### DO THIS:
Repeat all of the records below word for word, leaving out the pictures.

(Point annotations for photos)
=-=-=-=-=
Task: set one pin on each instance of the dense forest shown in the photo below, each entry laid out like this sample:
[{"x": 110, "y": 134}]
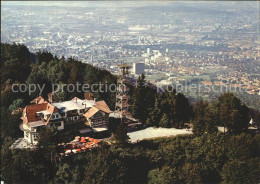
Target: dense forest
[{"x": 207, "y": 156}]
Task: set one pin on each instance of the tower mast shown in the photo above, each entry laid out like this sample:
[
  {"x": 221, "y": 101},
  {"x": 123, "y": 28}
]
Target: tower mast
[{"x": 122, "y": 96}]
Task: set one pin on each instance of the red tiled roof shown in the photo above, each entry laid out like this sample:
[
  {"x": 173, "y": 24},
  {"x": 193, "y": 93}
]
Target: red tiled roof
[
  {"x": 91, "y": 112},
  {"x": 38, "y": 100},
  {"x": 31, "y": 112},
  {"x": 101, "y": 105},
  {"x": 32, "y": 109}
]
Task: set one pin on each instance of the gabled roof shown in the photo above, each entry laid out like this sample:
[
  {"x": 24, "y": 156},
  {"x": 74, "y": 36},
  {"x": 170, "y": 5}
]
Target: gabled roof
[
  {"x": 37, "y": 100},
  {"x": 99, "y": 106},
  {"x": 91, "y": 112},
  {"x": 31, "y": 112}
]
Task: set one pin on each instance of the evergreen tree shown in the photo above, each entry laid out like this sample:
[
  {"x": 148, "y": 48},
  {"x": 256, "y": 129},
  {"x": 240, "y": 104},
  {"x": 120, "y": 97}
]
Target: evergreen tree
[
  {"x": 164, "y": 122},
  {"x": 121, "y": 134}
]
=-=-=-=-=
### EXERCISE RESULT:
Task: set one pin on each instance of the dense forest shown in the photo below, each entry laid out like this sample:
[{"x": 110, "y": 134}]
Target: dense forest
[{"x": 207, "y": 156}]
Task: set one pin on each instance of the tower mast shown in the photo above, each entry laid out like this sample:
[
  {"x": 221, "y": 101},
  {"x": 123, "y": 28}
]
Target: tower mast
[{"x": 122, "y": 96}]
Task: set one pin on each instance of the red tiled roof shown in the photo above, each entry laid out like this sample:
[
  {"x": 173, "y": 24},
  {"x": 193, "y": 93}
]
Target: red tiled roof
[
  {"x": 91, "y": 112},
  {"x": 38, "y": 100},
  {"x": 31, "y": 112},
  {"x": 101, "y": 105},
  {"x": 32, "y": 109}
]
Task: set one pin on each instance of the gabled roof shown in the photo above, each entry laid out like this sample:
[
  {"x": 24, "y": 156},
  {"x": 74, "y": 36},
  {"x": 170, "y": 5}
]
Target: gabled roof
[
  {"x": 37, "y": 100},
  {"x": 99, "y": 106},
  {"x": 91, "y": 112},
  {"x": 31, "y": 112}
]
Task: set one pin on each instance of the evergreen tree shown in the photo above, each entry laid out like this sample:
[
  {"x": 148, "y": 48},
  {"x": 256, "y": 129},
  {"x": 240, "y": 104},
  {"x": 120, "y": 97}
]
Target: evergreen tree
[
  {"x": 164, "y": 122},
  {"x": 121, "y": 134}
]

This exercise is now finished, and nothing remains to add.